Instruction: Please reproduce all of the data below, line for line, with no changes.
┌─ Supplied entries
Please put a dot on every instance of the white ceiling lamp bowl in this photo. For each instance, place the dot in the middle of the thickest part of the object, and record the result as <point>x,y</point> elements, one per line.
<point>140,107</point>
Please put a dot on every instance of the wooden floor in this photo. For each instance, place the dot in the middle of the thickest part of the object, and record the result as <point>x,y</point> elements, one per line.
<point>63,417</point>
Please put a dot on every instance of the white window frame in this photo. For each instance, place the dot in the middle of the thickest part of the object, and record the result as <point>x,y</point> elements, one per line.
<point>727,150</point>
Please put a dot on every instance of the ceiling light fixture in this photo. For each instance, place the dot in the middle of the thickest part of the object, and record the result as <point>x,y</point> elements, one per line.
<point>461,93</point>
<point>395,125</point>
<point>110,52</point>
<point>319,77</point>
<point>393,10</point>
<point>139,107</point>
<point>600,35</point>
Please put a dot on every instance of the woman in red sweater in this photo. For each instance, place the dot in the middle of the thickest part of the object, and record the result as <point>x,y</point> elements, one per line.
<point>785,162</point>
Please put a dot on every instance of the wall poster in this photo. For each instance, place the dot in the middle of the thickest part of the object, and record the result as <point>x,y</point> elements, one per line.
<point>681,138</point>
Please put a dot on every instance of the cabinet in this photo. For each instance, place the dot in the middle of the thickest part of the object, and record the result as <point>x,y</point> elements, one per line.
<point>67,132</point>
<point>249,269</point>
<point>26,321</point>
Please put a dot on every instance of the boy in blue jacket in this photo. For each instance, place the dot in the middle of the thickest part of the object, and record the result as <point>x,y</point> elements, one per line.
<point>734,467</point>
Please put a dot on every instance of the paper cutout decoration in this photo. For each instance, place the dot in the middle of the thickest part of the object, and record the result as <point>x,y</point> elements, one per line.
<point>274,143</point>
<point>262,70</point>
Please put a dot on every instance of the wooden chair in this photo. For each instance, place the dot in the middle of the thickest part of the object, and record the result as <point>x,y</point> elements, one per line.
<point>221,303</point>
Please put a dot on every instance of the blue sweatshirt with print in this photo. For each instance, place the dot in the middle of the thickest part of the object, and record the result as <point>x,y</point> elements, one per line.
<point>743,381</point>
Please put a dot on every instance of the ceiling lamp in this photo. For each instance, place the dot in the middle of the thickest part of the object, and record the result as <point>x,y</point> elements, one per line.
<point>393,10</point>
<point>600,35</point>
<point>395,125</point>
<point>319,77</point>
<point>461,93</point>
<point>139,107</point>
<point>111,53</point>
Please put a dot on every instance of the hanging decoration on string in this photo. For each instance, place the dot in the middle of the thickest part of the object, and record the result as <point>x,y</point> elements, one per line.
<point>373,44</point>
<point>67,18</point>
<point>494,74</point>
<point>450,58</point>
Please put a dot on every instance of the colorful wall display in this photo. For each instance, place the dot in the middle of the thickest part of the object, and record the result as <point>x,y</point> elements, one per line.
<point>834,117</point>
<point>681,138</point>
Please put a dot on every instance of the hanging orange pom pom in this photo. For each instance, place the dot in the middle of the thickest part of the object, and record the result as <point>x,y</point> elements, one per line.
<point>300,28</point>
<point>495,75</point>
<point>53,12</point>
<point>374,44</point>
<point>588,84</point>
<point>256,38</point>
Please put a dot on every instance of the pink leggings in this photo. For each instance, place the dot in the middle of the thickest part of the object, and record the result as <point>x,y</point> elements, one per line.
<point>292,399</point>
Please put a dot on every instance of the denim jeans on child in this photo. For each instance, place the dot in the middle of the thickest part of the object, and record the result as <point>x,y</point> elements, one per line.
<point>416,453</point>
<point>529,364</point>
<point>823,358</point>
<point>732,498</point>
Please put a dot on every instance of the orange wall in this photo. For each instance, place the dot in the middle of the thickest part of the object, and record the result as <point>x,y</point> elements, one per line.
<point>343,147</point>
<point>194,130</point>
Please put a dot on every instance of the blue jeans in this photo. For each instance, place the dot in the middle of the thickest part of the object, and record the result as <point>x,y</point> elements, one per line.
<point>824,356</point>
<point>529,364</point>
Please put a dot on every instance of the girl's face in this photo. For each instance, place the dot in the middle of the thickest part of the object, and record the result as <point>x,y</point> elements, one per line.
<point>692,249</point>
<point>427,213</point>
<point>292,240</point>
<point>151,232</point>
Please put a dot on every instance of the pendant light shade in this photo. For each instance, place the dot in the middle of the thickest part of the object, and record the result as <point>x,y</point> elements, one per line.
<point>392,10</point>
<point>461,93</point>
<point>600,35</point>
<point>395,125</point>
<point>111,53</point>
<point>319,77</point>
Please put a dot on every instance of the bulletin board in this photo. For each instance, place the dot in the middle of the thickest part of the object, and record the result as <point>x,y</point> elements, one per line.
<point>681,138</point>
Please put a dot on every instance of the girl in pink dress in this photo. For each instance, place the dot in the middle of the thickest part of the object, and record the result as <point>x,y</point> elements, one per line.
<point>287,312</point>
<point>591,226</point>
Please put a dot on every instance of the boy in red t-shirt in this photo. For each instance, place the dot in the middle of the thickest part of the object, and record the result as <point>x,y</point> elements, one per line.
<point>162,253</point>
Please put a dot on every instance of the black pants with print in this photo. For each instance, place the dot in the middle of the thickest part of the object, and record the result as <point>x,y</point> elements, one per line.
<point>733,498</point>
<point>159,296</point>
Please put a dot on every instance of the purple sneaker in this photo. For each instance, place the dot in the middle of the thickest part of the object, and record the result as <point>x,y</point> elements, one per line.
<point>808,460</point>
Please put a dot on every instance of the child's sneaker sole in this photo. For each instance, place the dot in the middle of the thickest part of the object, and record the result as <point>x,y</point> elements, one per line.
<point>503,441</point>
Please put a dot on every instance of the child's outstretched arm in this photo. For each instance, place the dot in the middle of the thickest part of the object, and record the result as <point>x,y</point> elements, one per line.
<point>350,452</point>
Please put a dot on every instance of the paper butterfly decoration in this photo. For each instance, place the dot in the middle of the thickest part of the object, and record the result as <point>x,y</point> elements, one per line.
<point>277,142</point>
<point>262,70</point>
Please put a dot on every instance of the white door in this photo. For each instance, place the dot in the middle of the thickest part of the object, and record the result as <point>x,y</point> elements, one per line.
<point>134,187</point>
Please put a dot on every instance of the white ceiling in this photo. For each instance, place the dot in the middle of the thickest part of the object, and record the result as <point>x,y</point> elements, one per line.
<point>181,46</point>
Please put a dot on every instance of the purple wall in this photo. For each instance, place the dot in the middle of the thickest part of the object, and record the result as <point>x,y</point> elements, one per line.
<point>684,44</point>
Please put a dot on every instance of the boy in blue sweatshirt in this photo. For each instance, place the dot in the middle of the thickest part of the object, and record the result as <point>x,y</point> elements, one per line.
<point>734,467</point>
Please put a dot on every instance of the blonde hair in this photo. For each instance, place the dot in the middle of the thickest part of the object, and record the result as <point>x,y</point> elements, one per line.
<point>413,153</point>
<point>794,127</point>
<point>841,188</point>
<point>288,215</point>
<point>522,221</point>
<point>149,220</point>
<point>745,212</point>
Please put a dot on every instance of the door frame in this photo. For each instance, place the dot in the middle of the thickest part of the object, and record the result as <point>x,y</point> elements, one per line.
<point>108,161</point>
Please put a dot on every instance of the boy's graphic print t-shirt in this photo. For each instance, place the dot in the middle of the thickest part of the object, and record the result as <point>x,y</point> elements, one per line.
└─
Finished exercise:
Please put a dot on every instance of the white ceiling lamp bowl in this photo. For each instance, place the dot in the middle of the thickest part of the object, and record the result as <point>x,y</point> elements, one per line.
<point>140,107</point>
Please put a dot on every instance of the wooden floor in this photo. For each instance, place the dot in the middle of the thickest part of the object, and record the result as <point>x,y</point> elements, one per line.
<point>63,417</point>
Please put a dot on every instance of the white window frame in this photo. For each instance, place the dot in the middle of the thickest part of the object, and record the result as <point>x,y</point> elements, one per line.
<point>727,150</point>
Please put a dot on every instance of the ceiling light fixture in this photo. For each instance, place the dot in the middle of the thickest part of the object, and record the result as <point>x,y</point> elements, one per line.
<point>461,93</point>
<point>395,125</point>
<point>110,52</point>
<point>319,77</point>
<point>393,10</point>
<point>139,107</point>
<point>600,35</point>
Please put a dot on every instance of the woman in red sweater in this photo. For each instance, place the dot in the middle of the thickest part of the object, and record the result as <point>x,y</point> elements, one per line.
<point>785,162</point>
Please put a dot on every instance of the wall poster in this photo. For each instance, place the dot in the middle of the thickest part of the object, and record the result as <point>x,y</point> elements, one per line.
<point>681,138</point>
Please put a dot on every instance of the cabinet in this photo. For each instance, place the dot in the middle of the thickest part of the object, and record the result as <point>x,y</point> elements, one per line.
<point>67,132</point>
<point>249,269</point>
<point>26,321</point>
Please put a dot on every instance of the boy in blue jacket in this photo. For each instance, place the dot in the middle of the thickest part of the object, and record the result as <point>x,y</point> elements, one per line.
<point>734,467</point>
Please put a dot on every instance of the paper cutout decoration in this photo. For each instance, place the dot in the middle of the thickest part of the object, and record the result as <point>x,y</point> elements, one per line.
<point>274,143</point>
<point>262,70</point>
Please put a dot on every instance of the wooden chair in this photo. For each instance, place the dot in the middle of the thickest part of the object, and record the result as <point>x,y</point> elements, one per line.
<point>221,303</point>
Please put a dot on every instance of the blue sweatshirt with print in this photo. For each instance, place the dot in the middle of the thickest part of the object, and record the result as <point>x,y</point> elements, one per line.
<point>743,381</point>
Please put a dot on every instance of the ceiling lamp in this photo. For each instance, place the dot in the middle of the thickest part of the object, and record the result as <point>x,y</point> elements, one per line.
<point>393,10</point>
<point>600,35</point>
<point>395,125</point>
<point>319,77</point>
<point>461,93</point>
<point>139,107</point>
<point>111,53</point>
Please put a dot on every instance of the hanging decoration on string in this photo. For each instance, place the dot in the middle of the thickest part of the object, and record the result as <point>x,y</point> elements, one per line.
<point>373,44</point>
<point>67,18</point>
<point>494,74</point>
<point>450,58</point>
Please put a dot on every instance of the colorful wall display in this photo. For each instance, place the dot in the middle of the thickest part of the object, and record the result as <point>x,y</point> elements, one per line.
<point>834,117</point>
<point>681,138</point>
Please put a dot on every instance of the hanging orange pom pom in this photo. For each instance, place the dot in the middle of the thickest part of the object, and record the result as <point>x,y</point> elements, one per line.
<point>300,28</point>
<point>495,75</point>
<point>53,12</point>
<point>374,44</point>
<point>588,84</point>
<point>256,38</point>
Please put a dot on every instance of the pink leggings in this photo. For each instance, place the dot in the middle of the thickest part of the object, and record the result as <point>x,y</point> elements, one per line.
<point>292,399</point>
Please put a dot on every instance of the denim jeans on child in this photo. For each instance, place the dot in the middle of the thickest part of the object, and record the result as <point>x,y</point> elements, one per line.
<point>416,453</point>
<point>529,364</point>
<point>823,358</point>
<point>732,498</point>
Please put a dot on every instance of the orange wall in this photo. For each instance, place the dot in the middle of the thickest part of the object, and record the result as <point>x,y</point> elements, one per line.
<point>343,147</point>
<point>194,130</point>
Please put a dot on every instance of the blue jeans in this photo. For each instance, place the dot in the middle of the thickest part of the object, and record the result as <point>x,y</point> elements, one per line.
<point>824,356</point>
<point>529,364</point>
Please put a dot on every instance of the girl's face in this photo. For each instance, place the dot in the middle of the thickest part of the object, and record the result as <point>x,y</point> elements, one per line.
<point>692,249</point>
<point>427,213</point>
<point>292,240</point>
<point>151,232</point>
Please put a dot on every instance of the pendant light shade in this photo. For each instance, place the dot in the middle of the thickest part of the object, and record the result as <point>x,y</point> elements, one per line.
<point>392,10</point>
<point>461,93</point>
<point>600,35</point>
<point>395,125</point>
<point>111,53</point>
<point>319,77</point>
Please put a dot on every instance of the bulletin board in this photo. For each instance, place the dot in the middle of the thickest part of the object, and record the result as <point>x,y</point> elements, one per line.
<point>681,138</point>
Please put a dot on every instance of the girl in pink dress in this photo. For each instance, place the dot in the middle of the thickest part of the object, and record the result as <point>x,y</point> elements, one per line.
<point>287,312</point>
<point>591,226</point>
Please put a dot on every instance of the boy in red t-shirt in this photo. For each instance, place the dot in the middle of the thickest part of the object, and record the result as <point>x,y</point> elements, one per line.
<point>162,253</point>
Please put a dot on every instance of the black pants with print in this photo. For each instance, place the dot in the middle of the thickest part of the object, and record the result as <point>x,y</point> elements, one per line.
<point>733,498</point>
<point>159,296</point>
Please put a dot on every instance of the purple sneaker in this photo. For each instance, place the dot in the middle of the thickest part of the object, and record the result as <point>x,y</point> elements, one per line.
<point>808,460</point>
Please put a dot on every instance of the child's sneaker sole in this photo. For each instance, place the dot in the middle of the thickest part of the object, and record the result as <point>x,y</point> elements, one per line.
<point>503,441</point>
Please put a dot on every instance of the child's outstretched arm in this photo. For each instance, place the dot in the middle of the thickest part of the object, and record the result as <point>x,y</point> elements, one per line.
<point>350,452</point>
Please put a dot on every instance of the paper butterfly decoration in this photo. For each instance, place the dot in the middle of the thickest part of the object, and record the result as <point>x,y</point> elements, one per line.
<point>277,142</point>
<point>262,70</point>
Please put a dot on every instance of the white door in this photo. For each instance, place the dot in the middle of the thickest part of the object, and record the result as <point>x,y</point> elements, one per line.
<point>134,187</point>
Please put a dot on every instance of the white ceiling in this photo. For each instance, place the dot in the middle of the thickest part of the object, and record the result as <point>x,y</point> elements, one per line.
<point>181,46</point>
Please put a dot on every instance of the purple wall in this photo. For each instance, place the dot in the middle of the thickest part of the object, and record the result as <point>x,y</point> elements, one per line.
<point>684,44</point>
Please put a dot on every instance of the boy in blue sweatshirt in this photo. For each instance, place the dot in the middle of the thickest part of the object, and record the result as <point>x,y</point> elements, one per line.
<point>734,467</point>
Please put a dot on every instance of the blonde hair in this photo. For each instance, place the dot in the middle of the thickest part of the object, and record the result as <point>x,y</point> elements, one per line.
<point>413,153</point>
<point>794,127</point>
<point>841,188</point>
<point>288,215</point>
<point>522,221</point>
<point>149,220</point>
<point>745,212</point>
Please put a dot on every instance of the door frame in this photo. For each instance, place the dot in the middle of the thickest part of the object, and record the result as <point>x,y</point> elements, one per line.
<point>108,161</point>
Please put a dot on every instance of the boy's graphic print t-shirt in this photo. For each instance, place the dot in the middle of the thickest part of the object, and record the result as <point>x,y</point> elements, one per line.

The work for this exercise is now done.